Fragmento –
No me gusta la nueva normalidad. Supongo que a usted tampoco.
Es lo normal.
Lo normal es que nos quejemos de la nueva normalidad y todo lo que conlleva. Cada uno tiene lo suyo. Yo, por ejemplo, llevo muy mal lo de condenada mascarilla. Andaba por tierras andaluzas cuando se hablaba de un decreto por el cual iban a obligar a los seres humanos a ponerse el bozal tanto en espacios cerrados como abiertos, se garantice o no la distancia de seguridad. Un camarero comentó que la norma afectaría incluso a las playas. ¡Ni de coña! —le dije, iluso de mí, apoyándome en que no hay documentado ningún contagio en el mundo que se haya producido en una playa—. ¡Zas, en toda la boca! No me veía yo paseando por la orilla con el trapo puesto y resolví poner distancia. Toda la que pude. Los más de mil kilómetros no me sirvieron de nada puesto que la Xunta de Galicia resolvió adoptar medidas similares y endurecerlas ampliando la obligatoriedad a las terrazas, donde los clientes solo pueden quitársela cuando vayan a usar la boca para comer o beber. Fabuloso. Cada Comunidad Autónoma tiene su modelo, las hay, cómo no, que no consideran que sea necesario implantar el uso de la mascarilla argumentando que sus ciudadanos son los suficientemente responsables como para no regular su uso. Qué bien jugado, joder. Unos sí, otros no. Depende. ¿De qué depende? De según como se mire todo depende.

Datos proporcionados –
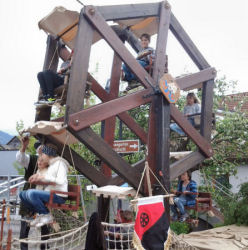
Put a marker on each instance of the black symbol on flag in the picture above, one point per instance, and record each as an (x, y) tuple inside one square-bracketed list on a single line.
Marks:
[(144, 219)]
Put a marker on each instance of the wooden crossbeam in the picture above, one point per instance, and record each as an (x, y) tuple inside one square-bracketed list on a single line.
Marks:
[(183, 122), (96, 19), (81, 165), (179, 167), (79, 69), (109, 124), (129, 11), (92, 115), (100, 148), (196, 80)]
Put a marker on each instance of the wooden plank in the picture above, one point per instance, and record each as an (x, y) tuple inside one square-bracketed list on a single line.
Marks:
[(196, 80), (182, 121), (206, 115), (109, 128), (133, 126), (129, 11), (92, 115), (100, 148), (50, 62), (118, 181), (158, 151), (185, 164), (116, 44), (81, 165), (187, 44), (79, 70)]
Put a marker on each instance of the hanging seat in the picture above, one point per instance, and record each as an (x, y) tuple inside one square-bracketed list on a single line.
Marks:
[(72, 201)]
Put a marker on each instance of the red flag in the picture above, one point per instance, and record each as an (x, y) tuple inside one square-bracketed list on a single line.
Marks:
[(151, 225)]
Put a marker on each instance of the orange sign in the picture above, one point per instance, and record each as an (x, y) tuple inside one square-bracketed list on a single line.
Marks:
[(126, 146)]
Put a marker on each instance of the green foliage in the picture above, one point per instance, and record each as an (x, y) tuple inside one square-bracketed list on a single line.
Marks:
[(179, 227)]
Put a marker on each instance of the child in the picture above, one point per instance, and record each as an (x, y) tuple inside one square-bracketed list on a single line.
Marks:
[(143, 59), (49, 81), (192, 107)]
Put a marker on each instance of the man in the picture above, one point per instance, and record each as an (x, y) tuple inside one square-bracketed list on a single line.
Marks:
[(29, 162), (185, 196), (55, 178)]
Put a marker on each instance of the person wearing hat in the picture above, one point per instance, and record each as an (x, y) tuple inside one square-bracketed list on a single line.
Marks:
[(55, 178), (28, 162)]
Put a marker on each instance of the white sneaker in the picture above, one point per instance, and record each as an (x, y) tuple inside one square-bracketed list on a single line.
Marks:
[(35, 221), (44, 219)]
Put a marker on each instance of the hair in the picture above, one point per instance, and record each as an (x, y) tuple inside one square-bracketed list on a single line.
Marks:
[(147, 36), (191, 94), (127, 216)]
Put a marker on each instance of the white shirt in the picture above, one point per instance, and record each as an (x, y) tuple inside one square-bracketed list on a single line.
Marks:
[(23, 159), (57, 173)]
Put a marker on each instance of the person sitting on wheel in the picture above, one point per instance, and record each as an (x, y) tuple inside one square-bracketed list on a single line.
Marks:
[(185, 196)]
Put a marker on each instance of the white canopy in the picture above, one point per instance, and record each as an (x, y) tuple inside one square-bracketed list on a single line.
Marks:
[(114, 191)]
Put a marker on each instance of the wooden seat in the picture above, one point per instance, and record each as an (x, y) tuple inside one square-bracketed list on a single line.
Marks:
[(72, 201), (203, 203)]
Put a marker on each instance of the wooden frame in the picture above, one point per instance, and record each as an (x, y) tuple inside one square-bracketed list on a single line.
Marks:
[(79, 119)]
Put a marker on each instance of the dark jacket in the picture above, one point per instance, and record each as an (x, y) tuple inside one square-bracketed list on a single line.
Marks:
[(191, 187), (30, 170)]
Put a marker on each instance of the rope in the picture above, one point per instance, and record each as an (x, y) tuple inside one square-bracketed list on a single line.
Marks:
[(81, 3)]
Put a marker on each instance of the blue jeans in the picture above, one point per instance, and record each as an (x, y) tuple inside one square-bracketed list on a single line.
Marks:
[(177, 129), (179, 202), (129, 76), (35, 200)]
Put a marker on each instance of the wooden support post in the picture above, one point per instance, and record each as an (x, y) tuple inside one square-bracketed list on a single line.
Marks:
[(158, 140), (103, 208), (79, 69), (2, 223), (206, 116), (50, 62), (109, 128), (9, 239)]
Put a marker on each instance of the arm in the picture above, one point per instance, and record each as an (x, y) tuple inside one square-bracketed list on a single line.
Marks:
[(22, 158)]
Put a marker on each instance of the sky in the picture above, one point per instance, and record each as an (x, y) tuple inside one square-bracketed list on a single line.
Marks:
[(218, 29)]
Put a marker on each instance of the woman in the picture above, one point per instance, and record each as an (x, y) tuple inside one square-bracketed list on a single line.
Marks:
[(192, 107), (185, 196), (55, 178)]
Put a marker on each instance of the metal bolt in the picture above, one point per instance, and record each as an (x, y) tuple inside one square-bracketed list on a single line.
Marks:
[(76, 122), (92, 11)]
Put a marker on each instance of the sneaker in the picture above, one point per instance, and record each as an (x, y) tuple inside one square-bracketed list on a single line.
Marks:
[(184, 217), (35, 221), (44, 219)]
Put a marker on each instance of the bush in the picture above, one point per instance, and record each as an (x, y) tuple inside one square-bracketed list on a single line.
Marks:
[(179, 227)]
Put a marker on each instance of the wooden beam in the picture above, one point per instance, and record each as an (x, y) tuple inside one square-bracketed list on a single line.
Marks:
[(100, 148), (81, 165), (200, 141), (50, 62), (159, 132), (207, 108), (109, 126), (187, 44), (79, 70), (185, 164), (118, 181), (116, 44), (196, 80), (128, 11), (92, 115)]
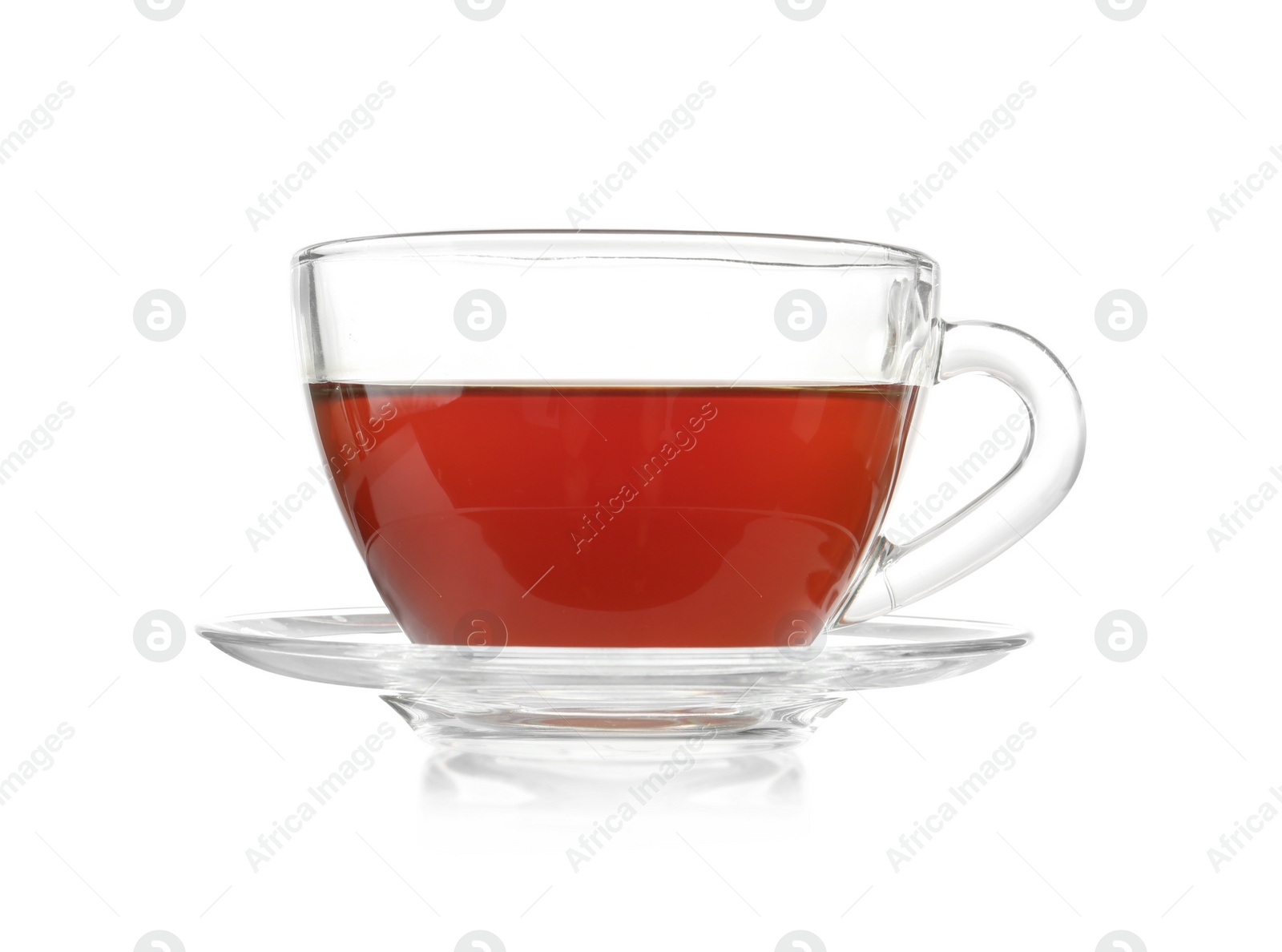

Tarea pendiente – Por favor, cita completo y literal el fragmento sobre la nueva normalidad.

Respuesta completa –
No me gusta la nueva normalidad. Supongo que a usted tampoco.
Es lo normal.
Lo normal es que nos quejemos de la nueva normalidad y todo lo que conlleva. Cada uno tiene lo suyo. Yo, por ejemplo, llevo muy mal lo de condenada mascarilla. Andaba por tierras andaluzas cuando se hablaba de un decreto por el cual iban a obligar a los seres humanos a ponerse el bozal tanto en espacios cerrados como abiertos, se garantice o no la distancia de seguridad. Un camarero comentó que la norma afectaría incluso a las playas. ¡Ni de coña! —le dije, iluso de mí, apoyándome en que no hay documentado ningún contagio en el mundo que se haya producido en una playa—. ¡Zas, en toda la boca! No me veía yo paseando por la orilla con el trapo puesto y resolví poner distancia. Toda la que pude. Los más de mil kilómetros no me sirvieron de nada puesto que la Xunta de Galicia resolvió adoptar medidas similares y endurecerlas ampliando la obligatoriedad a las terrazas, donde los clientes solo pueden quitársela cuando vayan a usar la boca para comer o beber. Fabuloso. Cada Comunidad Autónoma tiene su modelo, las hay, cómo no, que no consideran que sea necesario implantar el uso de la mascarilla argumentando que sus ciudadanos son los suficientemente responsables como para no regular su uso. Qué bien jugado, joder. Unos sí, otros no. Depende. ¿De qué depende? De según como se mire todo depende.